▼▼▼
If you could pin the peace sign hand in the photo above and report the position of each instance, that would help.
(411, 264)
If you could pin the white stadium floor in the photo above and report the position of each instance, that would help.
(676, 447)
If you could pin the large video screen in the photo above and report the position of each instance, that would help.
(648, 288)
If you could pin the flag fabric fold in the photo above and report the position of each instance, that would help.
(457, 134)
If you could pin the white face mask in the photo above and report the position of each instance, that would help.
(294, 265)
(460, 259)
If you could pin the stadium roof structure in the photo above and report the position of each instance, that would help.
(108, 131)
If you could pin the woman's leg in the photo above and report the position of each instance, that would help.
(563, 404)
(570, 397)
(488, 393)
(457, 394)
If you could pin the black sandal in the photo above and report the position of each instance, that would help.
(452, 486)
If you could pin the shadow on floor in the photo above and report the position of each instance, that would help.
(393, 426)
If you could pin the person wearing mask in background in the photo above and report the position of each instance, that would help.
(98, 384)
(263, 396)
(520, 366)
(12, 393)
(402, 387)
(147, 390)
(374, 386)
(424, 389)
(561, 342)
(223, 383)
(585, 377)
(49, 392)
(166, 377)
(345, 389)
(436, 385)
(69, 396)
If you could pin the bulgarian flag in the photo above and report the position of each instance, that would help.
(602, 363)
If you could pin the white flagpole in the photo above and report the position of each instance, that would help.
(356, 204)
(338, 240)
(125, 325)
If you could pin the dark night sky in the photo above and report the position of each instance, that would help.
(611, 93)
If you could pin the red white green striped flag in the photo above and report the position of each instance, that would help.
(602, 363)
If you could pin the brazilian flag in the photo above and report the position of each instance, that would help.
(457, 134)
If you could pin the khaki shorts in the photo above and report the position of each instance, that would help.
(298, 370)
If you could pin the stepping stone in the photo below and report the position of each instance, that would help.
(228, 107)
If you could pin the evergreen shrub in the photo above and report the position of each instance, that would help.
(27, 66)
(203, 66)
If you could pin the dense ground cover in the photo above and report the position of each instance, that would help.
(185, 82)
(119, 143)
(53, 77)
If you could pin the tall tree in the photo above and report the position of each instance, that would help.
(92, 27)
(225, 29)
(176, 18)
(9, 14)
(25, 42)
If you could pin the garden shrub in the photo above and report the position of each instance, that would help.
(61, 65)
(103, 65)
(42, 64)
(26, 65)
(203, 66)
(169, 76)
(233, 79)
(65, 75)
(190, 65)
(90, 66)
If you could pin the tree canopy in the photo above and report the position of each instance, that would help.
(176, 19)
▲▲▲
Rewrite the part of the items that begins with the line containing "If you could pin the tree" and runs through the last item, keeping every request line and scaling each answer coordinate by 1.5, rounding to whole numbers with halves going up. Give only those lines.

> Correct answer:
If you could pin the tree canopy in the photo above and report the position of each instance, that would help.
(264, 29)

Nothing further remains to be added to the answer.